■ **SELECTED PASSAGE**:
◇ ◇ ◇ ◇

Asked by: Robert Flello (Labour - Stoke-on-Trent South)
Question to the Department for International Development:
To ask the Secretary of State for International Development, what (a) financial and (b) other assistance her Department has contributed to international support for children with microcephaly and their families.
Answered by Nick Hurd
The Department for International Development (DFID) has worked with the Department for Heath (who are leading the UK government’s response), Public Health England and the Foreign Commonwealth Office to help develop the UK strategy on Zika and support the World Health Organisation (WHO) galvanise an effective international response. There are four strands of this strategy which are: (a) galvanising effective leadership and international coordination; (b) ensuring a risk-based approach to identify priority regions/countries and likely impact of further spread; (c) shaping and contributing to country and regional responses and (d) playing a lead role in the international research response.
DFID has programmes in a number of countries which will support the Zika response. To date, countries in currently affected regions of Latin America and the Caribbean have not made specific requests for financial and/or other assistance from us to support children with microcephaly. We will continue to carefully assess any requests, offer additional assistance where needed and adapt any existing programmes to the needs required. We have already committed £200,000 of bilateral aid in support of Haiti’s Ministry of Health community mobilisation activities. DFID and Wellcome Trust will contribute £10 million (DFID up to £5million) for Zika research. We will continue to monitor the situation closely, working with other government departments and WHO.
Asked by: Robert Flello (Labour - Stoke-on-Trent South)
Question to the Department for International Development:
To ask the Secretary of State for International Development, pursuant to the Answer of 1 June 2015 to Question 20, whether any UK funding is provided to multinational organisations that assist organisations that are closely involved with China's one-child policy.
Answered by Grant Shapps
No organisations the UK funds, who work in China, promote the one-child policy. The UK Government supports the work of various international organisations and agencies to promote informed choice, universal access to sexual and reproductive health and rights and women’s empowerment, including voluntary family planning.

◇ ◇ ◇ ◇

■ **Natural language descriptions of regions**:
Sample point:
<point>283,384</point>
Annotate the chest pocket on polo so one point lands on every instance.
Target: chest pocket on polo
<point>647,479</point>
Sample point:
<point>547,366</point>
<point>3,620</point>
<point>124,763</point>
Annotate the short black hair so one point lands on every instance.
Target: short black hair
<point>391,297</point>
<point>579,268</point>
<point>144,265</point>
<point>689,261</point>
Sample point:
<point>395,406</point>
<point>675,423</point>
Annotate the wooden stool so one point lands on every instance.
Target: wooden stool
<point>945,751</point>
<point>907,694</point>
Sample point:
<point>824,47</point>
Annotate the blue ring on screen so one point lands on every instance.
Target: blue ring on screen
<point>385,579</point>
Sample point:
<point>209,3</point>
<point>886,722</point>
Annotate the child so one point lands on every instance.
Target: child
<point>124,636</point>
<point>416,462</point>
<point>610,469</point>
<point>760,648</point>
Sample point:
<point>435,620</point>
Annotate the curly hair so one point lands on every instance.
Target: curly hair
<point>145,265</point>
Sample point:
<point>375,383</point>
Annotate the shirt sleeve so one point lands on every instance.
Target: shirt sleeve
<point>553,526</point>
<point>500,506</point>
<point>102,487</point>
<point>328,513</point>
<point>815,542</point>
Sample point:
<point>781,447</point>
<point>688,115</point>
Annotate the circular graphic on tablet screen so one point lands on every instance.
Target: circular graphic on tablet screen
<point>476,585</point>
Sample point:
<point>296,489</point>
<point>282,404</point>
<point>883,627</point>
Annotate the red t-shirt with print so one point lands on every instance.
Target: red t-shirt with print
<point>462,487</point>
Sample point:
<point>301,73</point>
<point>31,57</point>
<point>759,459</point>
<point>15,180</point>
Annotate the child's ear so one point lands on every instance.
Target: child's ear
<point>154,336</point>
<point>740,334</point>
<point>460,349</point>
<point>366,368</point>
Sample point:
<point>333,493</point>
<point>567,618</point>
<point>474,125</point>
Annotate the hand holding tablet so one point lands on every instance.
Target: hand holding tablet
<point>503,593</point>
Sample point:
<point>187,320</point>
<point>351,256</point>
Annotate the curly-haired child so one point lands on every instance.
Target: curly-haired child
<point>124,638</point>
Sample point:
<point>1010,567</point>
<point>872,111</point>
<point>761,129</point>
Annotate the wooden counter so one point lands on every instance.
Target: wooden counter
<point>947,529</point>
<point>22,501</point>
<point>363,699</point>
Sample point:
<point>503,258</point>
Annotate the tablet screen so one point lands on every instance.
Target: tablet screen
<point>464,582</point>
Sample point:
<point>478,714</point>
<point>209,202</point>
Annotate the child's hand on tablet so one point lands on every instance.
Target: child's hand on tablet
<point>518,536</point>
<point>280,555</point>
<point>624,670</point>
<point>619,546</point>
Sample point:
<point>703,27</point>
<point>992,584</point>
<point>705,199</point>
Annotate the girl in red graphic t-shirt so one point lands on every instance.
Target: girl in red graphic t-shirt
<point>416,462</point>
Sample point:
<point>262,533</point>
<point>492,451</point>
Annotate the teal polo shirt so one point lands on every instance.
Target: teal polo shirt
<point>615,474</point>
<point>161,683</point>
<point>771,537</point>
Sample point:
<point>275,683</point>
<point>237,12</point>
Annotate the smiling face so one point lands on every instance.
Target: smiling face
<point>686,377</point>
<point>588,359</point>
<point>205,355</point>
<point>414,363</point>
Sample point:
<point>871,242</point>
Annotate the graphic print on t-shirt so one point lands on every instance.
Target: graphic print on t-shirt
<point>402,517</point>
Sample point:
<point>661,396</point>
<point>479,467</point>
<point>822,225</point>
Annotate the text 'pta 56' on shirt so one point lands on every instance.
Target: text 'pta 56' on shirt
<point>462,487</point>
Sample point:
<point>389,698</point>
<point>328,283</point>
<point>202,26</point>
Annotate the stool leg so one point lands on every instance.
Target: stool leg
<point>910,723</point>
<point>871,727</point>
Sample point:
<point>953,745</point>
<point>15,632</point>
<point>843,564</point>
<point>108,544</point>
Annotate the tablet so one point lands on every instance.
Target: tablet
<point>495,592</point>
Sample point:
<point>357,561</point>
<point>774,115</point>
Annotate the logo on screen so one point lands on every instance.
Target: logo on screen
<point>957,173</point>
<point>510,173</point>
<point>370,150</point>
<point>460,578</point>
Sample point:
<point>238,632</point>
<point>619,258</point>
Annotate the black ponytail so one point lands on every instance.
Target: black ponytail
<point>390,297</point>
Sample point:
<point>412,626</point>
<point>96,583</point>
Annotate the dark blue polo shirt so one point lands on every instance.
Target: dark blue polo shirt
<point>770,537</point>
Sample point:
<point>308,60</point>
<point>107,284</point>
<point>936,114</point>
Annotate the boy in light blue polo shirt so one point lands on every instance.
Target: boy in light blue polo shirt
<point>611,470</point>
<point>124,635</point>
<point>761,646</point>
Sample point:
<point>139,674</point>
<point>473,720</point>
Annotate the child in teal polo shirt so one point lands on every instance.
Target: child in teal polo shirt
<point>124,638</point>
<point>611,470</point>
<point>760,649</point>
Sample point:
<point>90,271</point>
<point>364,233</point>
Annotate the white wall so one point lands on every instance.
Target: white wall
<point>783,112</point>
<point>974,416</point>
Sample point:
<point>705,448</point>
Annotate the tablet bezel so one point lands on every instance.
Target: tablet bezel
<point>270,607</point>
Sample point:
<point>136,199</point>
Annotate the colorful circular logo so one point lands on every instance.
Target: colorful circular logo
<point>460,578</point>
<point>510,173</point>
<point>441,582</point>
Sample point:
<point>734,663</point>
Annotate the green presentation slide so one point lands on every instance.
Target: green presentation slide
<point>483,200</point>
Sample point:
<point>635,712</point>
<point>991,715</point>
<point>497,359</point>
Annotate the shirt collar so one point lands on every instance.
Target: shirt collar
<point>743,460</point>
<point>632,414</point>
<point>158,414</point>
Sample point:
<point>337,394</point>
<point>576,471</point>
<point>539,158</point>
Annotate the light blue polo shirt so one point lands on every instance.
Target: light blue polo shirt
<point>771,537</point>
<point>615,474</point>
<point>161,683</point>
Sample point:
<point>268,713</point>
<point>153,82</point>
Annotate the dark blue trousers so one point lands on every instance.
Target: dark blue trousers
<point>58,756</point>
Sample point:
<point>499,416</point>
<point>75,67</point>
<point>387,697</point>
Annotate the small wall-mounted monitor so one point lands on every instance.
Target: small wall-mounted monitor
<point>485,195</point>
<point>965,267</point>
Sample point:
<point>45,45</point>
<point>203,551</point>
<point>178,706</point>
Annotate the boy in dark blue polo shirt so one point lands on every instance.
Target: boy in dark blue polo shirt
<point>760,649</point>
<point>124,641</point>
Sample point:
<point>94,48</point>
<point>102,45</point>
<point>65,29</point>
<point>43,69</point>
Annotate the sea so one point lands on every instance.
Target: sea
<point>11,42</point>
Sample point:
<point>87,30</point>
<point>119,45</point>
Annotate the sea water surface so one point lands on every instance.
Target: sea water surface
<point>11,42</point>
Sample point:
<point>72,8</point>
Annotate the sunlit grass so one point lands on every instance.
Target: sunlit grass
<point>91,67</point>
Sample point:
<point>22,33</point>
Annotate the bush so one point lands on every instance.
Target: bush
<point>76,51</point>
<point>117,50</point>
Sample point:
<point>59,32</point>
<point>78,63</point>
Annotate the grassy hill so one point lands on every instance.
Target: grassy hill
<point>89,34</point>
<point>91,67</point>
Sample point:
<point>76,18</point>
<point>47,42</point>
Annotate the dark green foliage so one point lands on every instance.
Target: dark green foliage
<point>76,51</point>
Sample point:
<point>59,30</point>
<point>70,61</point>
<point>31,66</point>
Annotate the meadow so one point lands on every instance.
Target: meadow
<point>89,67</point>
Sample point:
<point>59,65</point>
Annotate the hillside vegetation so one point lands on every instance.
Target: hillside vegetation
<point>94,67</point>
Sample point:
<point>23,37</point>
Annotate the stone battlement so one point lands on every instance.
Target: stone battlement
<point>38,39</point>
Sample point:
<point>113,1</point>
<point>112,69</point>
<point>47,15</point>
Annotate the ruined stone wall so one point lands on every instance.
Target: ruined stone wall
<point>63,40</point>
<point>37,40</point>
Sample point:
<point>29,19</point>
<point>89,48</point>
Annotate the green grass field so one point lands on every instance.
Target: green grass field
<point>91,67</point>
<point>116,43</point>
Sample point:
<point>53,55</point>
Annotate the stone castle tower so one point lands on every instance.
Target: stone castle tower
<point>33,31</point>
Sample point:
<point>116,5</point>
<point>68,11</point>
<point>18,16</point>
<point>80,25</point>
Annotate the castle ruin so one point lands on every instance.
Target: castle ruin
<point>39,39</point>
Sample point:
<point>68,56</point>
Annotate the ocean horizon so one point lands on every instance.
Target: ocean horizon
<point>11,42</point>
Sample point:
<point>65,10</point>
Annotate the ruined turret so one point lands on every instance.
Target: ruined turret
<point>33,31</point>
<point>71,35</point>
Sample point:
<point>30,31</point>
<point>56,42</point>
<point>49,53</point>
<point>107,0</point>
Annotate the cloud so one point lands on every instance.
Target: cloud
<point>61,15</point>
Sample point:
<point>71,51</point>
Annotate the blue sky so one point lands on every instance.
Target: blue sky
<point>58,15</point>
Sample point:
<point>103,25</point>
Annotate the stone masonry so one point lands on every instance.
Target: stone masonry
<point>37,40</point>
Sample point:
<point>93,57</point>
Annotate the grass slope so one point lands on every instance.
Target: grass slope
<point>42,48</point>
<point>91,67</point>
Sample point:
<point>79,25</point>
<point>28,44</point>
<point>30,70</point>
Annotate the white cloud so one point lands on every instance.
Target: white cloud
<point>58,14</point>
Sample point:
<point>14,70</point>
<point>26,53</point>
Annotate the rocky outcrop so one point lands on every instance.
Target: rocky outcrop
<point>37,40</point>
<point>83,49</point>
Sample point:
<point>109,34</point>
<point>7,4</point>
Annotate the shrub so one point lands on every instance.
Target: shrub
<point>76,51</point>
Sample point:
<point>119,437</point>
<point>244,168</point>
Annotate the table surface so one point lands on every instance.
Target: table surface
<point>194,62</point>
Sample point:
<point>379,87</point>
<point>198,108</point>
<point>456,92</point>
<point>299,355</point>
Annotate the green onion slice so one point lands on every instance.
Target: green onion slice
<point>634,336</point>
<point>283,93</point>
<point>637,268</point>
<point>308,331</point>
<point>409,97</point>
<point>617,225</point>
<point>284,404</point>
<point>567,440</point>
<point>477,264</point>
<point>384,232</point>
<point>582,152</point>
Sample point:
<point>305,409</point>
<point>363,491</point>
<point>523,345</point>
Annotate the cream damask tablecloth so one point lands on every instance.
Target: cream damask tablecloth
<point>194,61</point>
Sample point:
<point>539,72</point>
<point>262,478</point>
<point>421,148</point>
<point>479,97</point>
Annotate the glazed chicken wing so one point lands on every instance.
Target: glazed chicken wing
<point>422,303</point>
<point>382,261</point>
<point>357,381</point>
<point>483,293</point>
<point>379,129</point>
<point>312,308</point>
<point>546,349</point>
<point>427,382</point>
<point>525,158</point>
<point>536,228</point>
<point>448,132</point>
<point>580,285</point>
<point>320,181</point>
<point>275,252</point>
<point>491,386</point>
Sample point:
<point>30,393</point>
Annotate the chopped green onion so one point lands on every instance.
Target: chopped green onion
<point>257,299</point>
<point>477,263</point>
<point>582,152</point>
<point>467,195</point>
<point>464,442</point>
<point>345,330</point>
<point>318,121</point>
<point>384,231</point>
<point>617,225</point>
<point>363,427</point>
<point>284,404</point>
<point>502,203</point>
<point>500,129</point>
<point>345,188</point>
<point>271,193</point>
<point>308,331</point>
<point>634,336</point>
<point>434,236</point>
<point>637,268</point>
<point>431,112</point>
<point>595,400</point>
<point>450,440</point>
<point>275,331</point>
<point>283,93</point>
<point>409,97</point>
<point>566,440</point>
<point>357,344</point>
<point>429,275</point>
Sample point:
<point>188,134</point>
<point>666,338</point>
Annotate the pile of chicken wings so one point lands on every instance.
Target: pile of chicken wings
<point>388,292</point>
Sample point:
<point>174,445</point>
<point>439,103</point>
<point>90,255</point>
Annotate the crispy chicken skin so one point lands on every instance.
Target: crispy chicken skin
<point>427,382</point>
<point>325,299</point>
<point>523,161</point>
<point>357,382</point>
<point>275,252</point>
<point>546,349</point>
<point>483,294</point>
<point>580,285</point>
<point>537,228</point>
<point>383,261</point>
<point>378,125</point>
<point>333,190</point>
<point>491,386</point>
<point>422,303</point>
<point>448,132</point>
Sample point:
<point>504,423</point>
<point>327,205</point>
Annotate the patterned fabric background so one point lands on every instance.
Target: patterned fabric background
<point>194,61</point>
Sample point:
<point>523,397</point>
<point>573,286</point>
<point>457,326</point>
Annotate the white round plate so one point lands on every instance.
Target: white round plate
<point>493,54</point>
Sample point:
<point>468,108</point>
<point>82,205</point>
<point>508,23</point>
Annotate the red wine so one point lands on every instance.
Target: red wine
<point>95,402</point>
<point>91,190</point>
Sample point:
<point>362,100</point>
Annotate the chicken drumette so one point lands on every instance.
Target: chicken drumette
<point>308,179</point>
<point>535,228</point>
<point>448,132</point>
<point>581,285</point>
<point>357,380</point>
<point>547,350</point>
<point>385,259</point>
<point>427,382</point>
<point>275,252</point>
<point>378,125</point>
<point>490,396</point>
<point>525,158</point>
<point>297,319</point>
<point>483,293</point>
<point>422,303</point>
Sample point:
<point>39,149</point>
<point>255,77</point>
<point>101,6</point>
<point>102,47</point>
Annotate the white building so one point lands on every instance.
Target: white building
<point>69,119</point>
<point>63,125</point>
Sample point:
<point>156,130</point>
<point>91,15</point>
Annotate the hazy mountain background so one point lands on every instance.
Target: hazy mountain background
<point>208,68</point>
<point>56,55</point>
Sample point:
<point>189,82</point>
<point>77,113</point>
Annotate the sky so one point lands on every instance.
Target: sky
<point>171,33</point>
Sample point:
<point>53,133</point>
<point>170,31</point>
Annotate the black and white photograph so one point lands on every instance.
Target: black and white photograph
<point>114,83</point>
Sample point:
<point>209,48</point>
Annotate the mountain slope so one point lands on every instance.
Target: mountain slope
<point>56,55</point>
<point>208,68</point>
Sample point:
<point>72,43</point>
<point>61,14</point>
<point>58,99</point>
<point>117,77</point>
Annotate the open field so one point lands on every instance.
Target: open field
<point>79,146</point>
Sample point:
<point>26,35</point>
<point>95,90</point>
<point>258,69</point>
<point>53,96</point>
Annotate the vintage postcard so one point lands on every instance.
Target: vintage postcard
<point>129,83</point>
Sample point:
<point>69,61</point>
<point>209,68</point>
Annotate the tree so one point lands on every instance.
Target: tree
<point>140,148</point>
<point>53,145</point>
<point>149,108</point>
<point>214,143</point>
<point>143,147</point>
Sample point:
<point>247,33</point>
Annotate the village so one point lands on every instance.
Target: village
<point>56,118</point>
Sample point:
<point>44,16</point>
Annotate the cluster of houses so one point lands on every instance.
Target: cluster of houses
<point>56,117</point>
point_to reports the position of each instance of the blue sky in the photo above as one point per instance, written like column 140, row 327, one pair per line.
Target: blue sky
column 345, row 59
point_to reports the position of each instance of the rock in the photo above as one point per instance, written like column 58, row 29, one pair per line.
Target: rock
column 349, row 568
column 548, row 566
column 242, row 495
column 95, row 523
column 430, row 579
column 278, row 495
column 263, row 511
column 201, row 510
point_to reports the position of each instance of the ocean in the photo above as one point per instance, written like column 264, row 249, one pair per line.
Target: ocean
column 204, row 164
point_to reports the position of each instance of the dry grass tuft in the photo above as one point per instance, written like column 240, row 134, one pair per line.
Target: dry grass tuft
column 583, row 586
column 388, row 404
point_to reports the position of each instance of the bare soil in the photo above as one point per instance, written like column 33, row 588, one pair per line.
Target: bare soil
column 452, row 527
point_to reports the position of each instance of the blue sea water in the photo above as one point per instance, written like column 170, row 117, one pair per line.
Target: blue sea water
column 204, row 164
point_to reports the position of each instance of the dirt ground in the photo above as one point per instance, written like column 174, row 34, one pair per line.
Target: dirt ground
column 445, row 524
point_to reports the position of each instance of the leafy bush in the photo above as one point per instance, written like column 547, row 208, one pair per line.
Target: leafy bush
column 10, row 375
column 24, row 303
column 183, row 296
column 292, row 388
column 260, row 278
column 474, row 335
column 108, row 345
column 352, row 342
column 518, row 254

◇ ◇ ◇ ◇

■ **TASKS**:
A) Retype the stretch of the parliamentary questions text from "DFID has programmes" through "departments and WHO.".
B) Answer these from the parliamentary questions text:
(i) How much bilateral aid has been committed in support of Haiti's Ministry of Health community mobilisation activities?
(ii) How many strands does the UK strategy on Zika have?
(iii) Who answered the question about China's one-child policy?

■ **RESULTS OF THE TASKS**:
A)
DFID has programmes in a number of countries which will support the Zika response. To date, countries in currently affected regions of Latin America and the Caribbean have not made specific requests for financial and/or other assistance from us to support children with microcephaly. We will continue to carefully assess any requests, offer additional assistance where needed and adapt any existing programmes to the needs required. We have already committed £200,000 of bilateral aid in support of Haiti’s Ministry of Health community mobilisation activities. DFID and Wellcome Trust will contribute £10 million (DFID up to £5million) for Zika research. We will continue to monitor the situation closely, working with other government departments and WHO.

B)
(i) £200,000
(ii) Four
(iii) Grant Shapps